> WRITTEN TASK: Please gather every line in the rows below that contains the word "sleeve" and copy each of those lines in full.

> RECORDS SHOWN:

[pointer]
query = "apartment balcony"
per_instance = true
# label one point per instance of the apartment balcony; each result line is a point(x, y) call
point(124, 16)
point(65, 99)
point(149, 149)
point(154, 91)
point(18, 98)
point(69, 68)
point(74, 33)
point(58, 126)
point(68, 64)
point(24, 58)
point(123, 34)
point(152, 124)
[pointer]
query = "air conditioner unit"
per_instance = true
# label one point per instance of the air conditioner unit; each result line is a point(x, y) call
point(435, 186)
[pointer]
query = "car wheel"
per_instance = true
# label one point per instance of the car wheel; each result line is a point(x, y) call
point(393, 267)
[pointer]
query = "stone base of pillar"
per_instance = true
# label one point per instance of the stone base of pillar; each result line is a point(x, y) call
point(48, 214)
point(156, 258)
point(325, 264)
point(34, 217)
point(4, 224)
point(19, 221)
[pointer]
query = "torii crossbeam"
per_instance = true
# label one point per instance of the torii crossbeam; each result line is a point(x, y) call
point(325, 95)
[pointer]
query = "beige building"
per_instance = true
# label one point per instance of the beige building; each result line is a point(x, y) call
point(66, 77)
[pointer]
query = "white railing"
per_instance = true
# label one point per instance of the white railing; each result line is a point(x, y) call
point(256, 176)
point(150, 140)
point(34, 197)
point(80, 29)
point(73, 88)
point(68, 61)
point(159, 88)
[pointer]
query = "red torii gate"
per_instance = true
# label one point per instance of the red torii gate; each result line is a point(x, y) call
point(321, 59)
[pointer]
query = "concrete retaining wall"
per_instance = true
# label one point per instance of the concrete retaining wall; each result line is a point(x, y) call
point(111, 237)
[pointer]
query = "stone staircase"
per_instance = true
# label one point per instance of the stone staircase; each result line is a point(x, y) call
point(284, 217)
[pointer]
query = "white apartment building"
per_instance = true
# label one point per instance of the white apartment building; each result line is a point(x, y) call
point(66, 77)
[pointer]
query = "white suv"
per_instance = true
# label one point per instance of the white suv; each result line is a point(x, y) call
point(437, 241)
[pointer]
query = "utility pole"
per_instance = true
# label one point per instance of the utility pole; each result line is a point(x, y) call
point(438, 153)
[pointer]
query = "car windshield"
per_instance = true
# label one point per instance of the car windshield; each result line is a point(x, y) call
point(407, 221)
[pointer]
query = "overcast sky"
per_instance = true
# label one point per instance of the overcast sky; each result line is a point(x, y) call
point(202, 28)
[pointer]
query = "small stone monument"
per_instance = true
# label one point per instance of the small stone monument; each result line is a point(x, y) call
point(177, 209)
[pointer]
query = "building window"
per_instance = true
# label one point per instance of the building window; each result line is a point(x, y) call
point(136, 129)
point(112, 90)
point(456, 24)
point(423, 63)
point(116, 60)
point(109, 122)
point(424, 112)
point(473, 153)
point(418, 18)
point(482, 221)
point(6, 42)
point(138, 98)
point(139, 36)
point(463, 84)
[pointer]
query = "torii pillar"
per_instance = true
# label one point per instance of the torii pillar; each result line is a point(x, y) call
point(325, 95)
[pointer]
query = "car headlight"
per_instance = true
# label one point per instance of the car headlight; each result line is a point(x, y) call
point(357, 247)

==

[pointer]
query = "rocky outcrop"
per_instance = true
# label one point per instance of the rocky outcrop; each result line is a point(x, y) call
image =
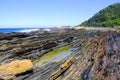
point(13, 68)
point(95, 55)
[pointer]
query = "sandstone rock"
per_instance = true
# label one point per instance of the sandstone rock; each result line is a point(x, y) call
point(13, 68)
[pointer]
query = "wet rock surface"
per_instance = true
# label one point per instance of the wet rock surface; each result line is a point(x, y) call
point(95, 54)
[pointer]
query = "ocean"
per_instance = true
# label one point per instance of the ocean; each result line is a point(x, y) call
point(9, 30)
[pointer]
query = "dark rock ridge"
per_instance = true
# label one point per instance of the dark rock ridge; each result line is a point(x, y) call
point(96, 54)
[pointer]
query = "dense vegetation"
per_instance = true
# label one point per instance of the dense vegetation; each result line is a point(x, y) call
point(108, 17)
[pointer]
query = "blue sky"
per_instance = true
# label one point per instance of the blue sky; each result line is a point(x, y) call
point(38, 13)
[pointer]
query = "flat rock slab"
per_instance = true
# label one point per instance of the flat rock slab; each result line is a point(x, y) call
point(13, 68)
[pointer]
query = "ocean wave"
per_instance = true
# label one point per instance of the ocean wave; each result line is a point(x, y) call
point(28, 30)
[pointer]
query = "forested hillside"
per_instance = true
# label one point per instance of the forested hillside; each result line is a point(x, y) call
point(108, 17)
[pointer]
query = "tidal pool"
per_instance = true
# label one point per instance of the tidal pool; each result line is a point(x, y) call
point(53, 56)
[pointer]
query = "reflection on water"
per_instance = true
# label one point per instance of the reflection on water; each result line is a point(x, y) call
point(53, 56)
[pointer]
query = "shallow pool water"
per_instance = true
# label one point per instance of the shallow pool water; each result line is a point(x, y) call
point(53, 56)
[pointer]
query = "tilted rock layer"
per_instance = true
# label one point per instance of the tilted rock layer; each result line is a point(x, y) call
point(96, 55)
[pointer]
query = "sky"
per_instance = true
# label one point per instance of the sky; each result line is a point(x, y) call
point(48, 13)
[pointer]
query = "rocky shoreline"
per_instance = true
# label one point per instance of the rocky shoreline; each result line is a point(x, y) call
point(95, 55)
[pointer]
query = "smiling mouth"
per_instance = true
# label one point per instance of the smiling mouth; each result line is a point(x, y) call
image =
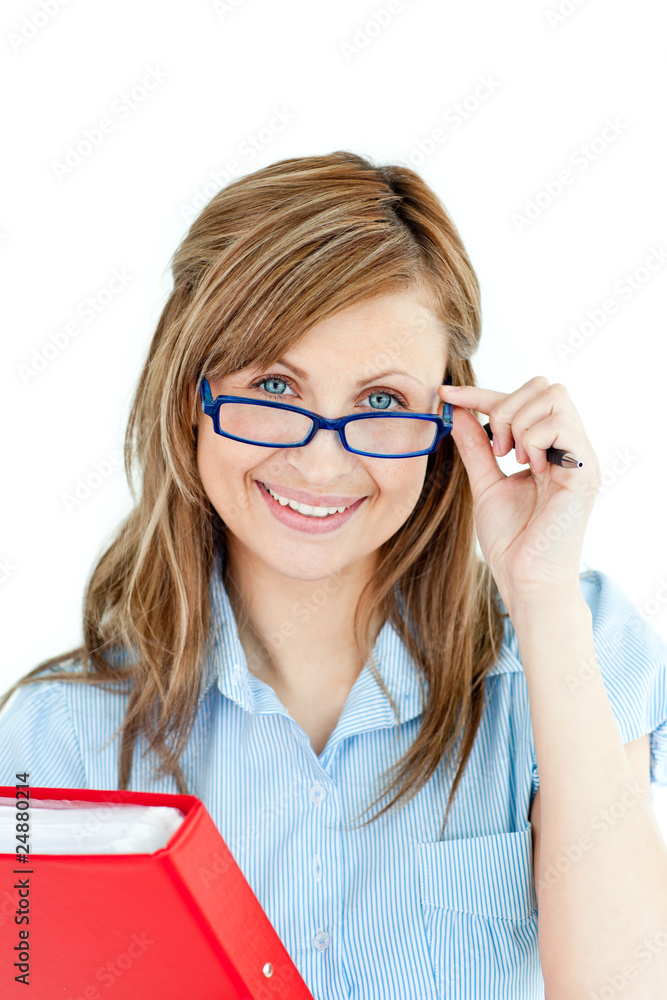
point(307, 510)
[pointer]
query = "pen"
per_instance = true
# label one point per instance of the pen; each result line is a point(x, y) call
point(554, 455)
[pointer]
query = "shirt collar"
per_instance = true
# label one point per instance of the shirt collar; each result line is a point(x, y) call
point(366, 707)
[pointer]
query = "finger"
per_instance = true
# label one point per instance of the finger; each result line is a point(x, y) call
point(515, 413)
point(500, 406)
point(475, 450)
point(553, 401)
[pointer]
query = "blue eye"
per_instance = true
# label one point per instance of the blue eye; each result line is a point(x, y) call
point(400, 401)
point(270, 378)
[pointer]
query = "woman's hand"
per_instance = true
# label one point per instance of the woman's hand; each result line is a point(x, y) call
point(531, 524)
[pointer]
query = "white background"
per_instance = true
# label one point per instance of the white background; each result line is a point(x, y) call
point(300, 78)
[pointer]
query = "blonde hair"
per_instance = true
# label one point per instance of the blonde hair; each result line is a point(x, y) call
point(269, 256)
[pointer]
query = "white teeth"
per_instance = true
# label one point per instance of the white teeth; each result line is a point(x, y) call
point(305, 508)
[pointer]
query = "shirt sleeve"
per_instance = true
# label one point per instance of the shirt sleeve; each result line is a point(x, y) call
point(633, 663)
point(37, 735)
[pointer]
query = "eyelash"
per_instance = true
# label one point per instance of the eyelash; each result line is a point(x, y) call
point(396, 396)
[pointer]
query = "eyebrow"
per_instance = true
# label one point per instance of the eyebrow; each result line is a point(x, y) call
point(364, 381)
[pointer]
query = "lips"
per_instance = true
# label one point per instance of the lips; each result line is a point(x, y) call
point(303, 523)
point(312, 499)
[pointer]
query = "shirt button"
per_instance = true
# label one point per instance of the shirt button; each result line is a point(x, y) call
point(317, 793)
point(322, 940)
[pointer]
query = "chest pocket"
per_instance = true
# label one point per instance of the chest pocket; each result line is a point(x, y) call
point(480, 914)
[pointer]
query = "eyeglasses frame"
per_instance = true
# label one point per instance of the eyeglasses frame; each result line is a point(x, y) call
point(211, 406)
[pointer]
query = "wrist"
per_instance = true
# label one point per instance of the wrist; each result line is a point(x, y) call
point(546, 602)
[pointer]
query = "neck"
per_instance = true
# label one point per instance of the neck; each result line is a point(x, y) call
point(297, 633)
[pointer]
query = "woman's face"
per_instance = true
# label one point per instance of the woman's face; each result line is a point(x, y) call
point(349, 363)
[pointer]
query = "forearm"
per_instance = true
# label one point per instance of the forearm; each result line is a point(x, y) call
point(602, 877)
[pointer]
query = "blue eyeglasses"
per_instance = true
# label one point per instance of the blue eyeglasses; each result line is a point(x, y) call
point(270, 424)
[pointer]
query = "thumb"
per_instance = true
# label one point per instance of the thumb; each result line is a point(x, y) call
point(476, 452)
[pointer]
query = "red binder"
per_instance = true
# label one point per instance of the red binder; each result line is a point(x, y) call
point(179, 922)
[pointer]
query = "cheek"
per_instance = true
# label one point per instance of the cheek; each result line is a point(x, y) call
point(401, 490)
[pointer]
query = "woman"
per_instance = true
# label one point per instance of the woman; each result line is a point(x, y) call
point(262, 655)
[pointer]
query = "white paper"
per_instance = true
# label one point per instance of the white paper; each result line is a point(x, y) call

> WRITTEN ANSWER:
query = "shirt sleeve"
# label one point per instance of the shirt sleeve; each result line is a point(x, y) call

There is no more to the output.